§ Records from a dataset
----

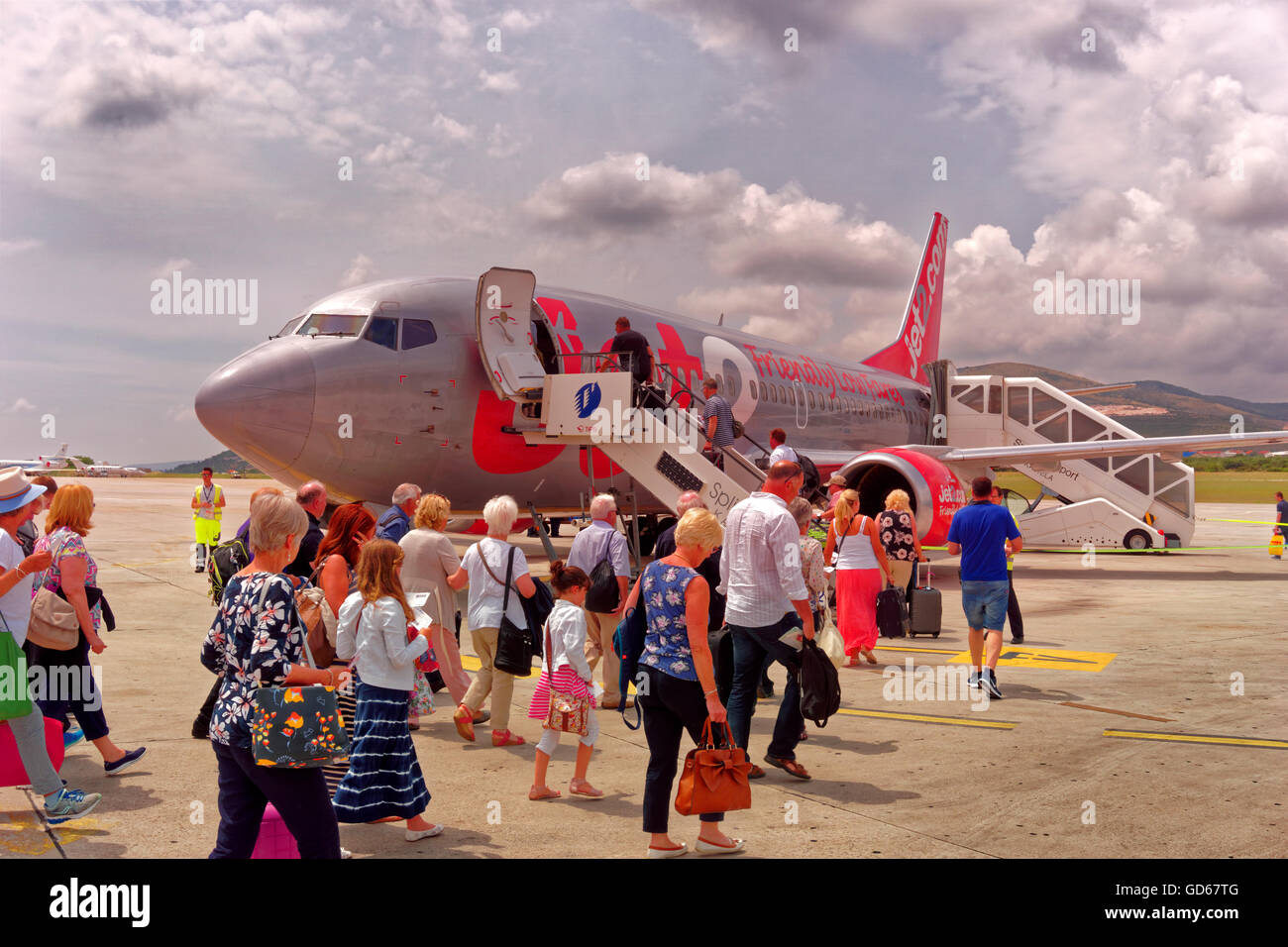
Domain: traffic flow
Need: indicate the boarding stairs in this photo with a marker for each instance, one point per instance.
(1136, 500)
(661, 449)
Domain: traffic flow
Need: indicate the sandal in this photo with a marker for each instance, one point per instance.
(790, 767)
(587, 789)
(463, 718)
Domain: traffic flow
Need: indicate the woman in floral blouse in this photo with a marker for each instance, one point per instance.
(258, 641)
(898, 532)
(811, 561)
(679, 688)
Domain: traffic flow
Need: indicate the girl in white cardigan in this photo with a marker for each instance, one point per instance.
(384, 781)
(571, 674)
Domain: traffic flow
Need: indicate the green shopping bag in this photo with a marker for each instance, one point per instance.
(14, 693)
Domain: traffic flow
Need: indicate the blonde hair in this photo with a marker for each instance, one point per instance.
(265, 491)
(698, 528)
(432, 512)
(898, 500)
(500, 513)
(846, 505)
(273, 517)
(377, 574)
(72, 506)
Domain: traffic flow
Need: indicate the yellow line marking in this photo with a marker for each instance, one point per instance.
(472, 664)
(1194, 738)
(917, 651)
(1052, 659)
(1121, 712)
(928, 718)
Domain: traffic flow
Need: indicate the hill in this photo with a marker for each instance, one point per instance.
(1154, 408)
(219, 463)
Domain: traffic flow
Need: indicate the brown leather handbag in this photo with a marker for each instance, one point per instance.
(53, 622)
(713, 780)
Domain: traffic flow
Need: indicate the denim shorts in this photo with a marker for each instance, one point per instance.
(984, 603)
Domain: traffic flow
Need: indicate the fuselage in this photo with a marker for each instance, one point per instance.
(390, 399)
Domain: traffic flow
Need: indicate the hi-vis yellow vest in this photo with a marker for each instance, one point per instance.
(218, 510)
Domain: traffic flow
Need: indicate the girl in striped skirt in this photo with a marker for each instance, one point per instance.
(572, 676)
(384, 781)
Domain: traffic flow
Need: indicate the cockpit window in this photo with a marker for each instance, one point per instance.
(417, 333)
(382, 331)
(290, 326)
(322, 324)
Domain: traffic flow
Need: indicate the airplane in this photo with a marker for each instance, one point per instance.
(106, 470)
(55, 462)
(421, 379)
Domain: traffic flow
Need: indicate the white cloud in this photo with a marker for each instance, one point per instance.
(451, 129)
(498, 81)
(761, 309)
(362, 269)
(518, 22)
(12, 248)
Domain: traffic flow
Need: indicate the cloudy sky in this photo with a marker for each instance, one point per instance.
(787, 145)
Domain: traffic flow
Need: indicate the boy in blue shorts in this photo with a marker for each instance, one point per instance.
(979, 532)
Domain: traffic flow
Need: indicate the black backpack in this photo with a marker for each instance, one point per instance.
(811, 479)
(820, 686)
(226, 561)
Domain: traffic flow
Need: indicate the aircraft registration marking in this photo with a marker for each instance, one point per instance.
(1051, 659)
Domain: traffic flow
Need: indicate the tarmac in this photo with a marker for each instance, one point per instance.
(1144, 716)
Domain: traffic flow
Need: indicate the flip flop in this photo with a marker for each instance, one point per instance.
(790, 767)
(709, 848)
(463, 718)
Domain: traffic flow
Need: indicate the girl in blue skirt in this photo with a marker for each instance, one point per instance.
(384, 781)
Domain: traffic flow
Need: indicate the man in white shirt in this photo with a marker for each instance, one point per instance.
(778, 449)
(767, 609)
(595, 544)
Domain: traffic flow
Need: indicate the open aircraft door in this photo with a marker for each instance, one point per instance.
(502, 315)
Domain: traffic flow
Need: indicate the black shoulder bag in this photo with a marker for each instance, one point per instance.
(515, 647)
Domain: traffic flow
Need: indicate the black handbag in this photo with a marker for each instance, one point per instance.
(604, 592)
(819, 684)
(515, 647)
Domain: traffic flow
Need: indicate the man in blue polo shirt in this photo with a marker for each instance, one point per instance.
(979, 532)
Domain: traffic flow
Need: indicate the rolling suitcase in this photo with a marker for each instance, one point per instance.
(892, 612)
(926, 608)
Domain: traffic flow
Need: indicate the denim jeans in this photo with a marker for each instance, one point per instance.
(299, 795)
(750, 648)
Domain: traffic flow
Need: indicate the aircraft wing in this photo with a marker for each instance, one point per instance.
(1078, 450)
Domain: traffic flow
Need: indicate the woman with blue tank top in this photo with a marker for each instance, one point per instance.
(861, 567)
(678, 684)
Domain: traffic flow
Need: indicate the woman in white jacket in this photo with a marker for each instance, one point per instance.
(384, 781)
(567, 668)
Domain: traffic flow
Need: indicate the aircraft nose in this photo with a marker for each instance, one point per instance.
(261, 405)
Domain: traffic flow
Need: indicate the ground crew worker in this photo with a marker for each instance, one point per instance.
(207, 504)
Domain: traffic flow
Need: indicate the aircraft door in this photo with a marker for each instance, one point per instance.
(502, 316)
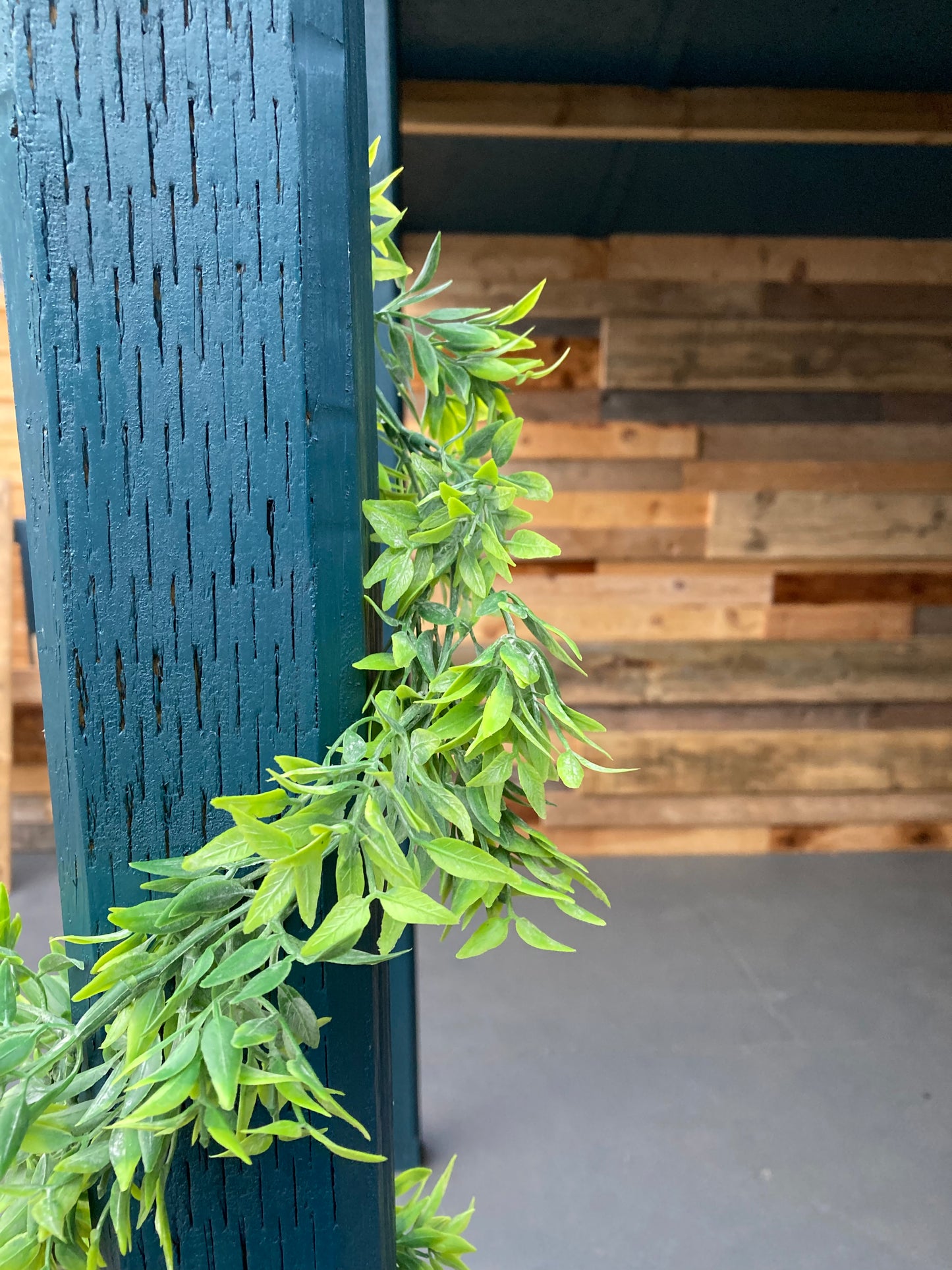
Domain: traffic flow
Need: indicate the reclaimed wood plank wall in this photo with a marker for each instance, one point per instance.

----

Set down all of the entries exactly as they stand, without any image.

Domain: traffic flow
Need: indicate the boarding stairs in this photo with a marker for each instance, one point per instance.
(1136, 500)
(661, 449)
Domain: traffic flow
Need: indicate the sandal in this photo with a marker for each instance, one point per instance.
(790, 767)
(587, 789)
(463, 718)
Domain: traffic flow
Need: indicate the woman in floral blouse in this photo with a marker for each instance, one point per instance.
(258, 641)
(898, 532)
(811, 561)
(679, 688)
Domain: traffic flow
Need: indicate the girl in white cardigan in this photo with a marker for each instance, one point per instance.
(384, 781)
(571, 674)
Domain: traffic flow
Need: indicate the green shopping bag in this photo with a marker for each instance, one point per instance.
(14, 693)
Domain: traffic flow
Need: indicate the blonde hair in this photo with a marker for each instance, one point per instance.
(265, 491)
(698, 528)
(432, 512)
(898, 500)
(500, 513)
(846, 505)
(273, 517)
(377, 574)
(72, 506)
Domain: traffic flow
Need: indicate the yellow line marking in this photo with a marker for each instance, one point per instance.
(472, 664)
(1194, 738)
(917, 651)
(1052, 659)
(1121, 712)
(928, 718)
Domain: traffic flow
Need: indicate the hill in this photo with a marker for each instance, one point per instance.
(1154, 408)
(219, 463)
Domain: traffic flow
Need: indicate the brown leather handbag in this photo with a marker for each instance, one point per instance.
(53, 622)
(713, 780)
Domain: traffic flow
Need: indicate the denim shorts in this photo with a marker for each instance, one point per instance.
(984, 603)
Domain: traffic flow
Need: indicate the fuselage in this photo with a marker for each instance, one point per instance.
(390, 399)
Domain: traffic flow
Need: indicate the hi-vis yellow vest in this photo with a marker for each instance, one point per instance.
(218, 510)
Domain: traffic flow
Need: indicate the girl in striped skirt in this photo with a marker for each instance, one point per instance.
(572, 676)
(384, 781)
Domain: traffic flow
Need: indicate the cockpit window in this photo with a marker for each instance, one point per instance.
(417, 333)
(382, 331)
(290, 326)
(322, 324)
Domain: traffic flow
Need: indicate the airplane in this photo with a marker for each instance, one point per instance.
(106, 470)
(55, 462)
(421, 379)
Domain: traffic flow
Need: indicate the white cloud in this photo with a marker for each instance, one point per instance.
(451, 129)
(498, 81)
(761, 309)
(362, 269)
(518, 22)
(12, 248)
Domain: traffic flow
Need: indicate the cloudy sky in this photo with a marker for each instance, one point per instance.
(787, 145)
Domain: traffic flow
Need: indicate the boy in blue shorts in this photo with a marker for each instance, one point per instance.
(979, 532)
Domain: traffic flow
Need: indicate the black backpack in this photo with a marker for each instance, one point per instance.
(811, 479)
(820, 686)
(226, 561)
Domain: traffic flow
Need: indicate the aircraft registration marking in this photo with a marker for each instance, one point per instance.
(1051, 659)
Domain: traffic flow
Need: indicate the tarmac in this photo with a marker for each instance, one point per instance.
(1144, 716)
Domain: traffic flow
Need: indicate the flip flop in this photo with a marker for each instance, one point per instance.
(790, 767)
(709, 848)
(463, 718)
Domain: traffic flow
Need: indicate the girl in blue skirt in this photo with a marker for each instance, one point per instance.
(384, 781)
Domain: traffic flow
Need: indicate the man in white shirt in this photo with a marker for each instance, one point per instance.
(778, 449)
(767, 609)
(595, 544)
Domain: traffic flow
Need: indicate the open aircraft door in this photo with a marker for each instance, one point per instance.
(502, 315)
Domain: traffic flow
Need: indicate the black shoulder bag in this photo with a marker for each instance, one point per instance.
(515, 647)
Domain: traffic flow
Need: indicate the black handbag in this photo with a marker for each instance, one point per instance.
(604, 592)
(819, 684)
(515, 647)
Domain: traffic flow
Need: indicate the man in blue polo shirt in this photo with a marker for each instance, one point per instance.
(979, 532)
Domain: traffic flow
Need: indicate the rolling suitcase in this photo with a marker for each instance, one point per instance.
(892, 612)
(926, 608)
Domain: traffic flow
Need: indicate the denim jeans in this photo with a marker for each instance, one point per instance.
(299, 795)
(750, 648)
Domain: traffic flow
Need: indicate the aircraft wing in this photo with a marker for each instance, one point per instance.
(1078, 450)
Domain: traffic flow
Need: indicate the woman with blue tank top in this photo with a marker for each instance, one point per instance.
(861, 567)
(678, 684)
Domain: traffic flow
Need: indicate the woman in white jacket in this photo with a marker for each instance, one point per instance.
(384, 781)
(567, 668)
Domain: traffic flow
Need: indicate the aircraft nose in this photo with a marker for each instance, one point per instance.
(261, 405)
Domain: traffic flow
Need: indicate the ground crew worker in this photo with a marker for each instance, one point per instance.
(207, 504)
Domain: traffic flow
Need: indicate the aircraft door in this photo with a marker for each instance, one point per instance.
(502, 316)
Domain: traffic flow
Need: indicate the reclaimed wood plank wall in this photo with a marker for each instance, one point per instance.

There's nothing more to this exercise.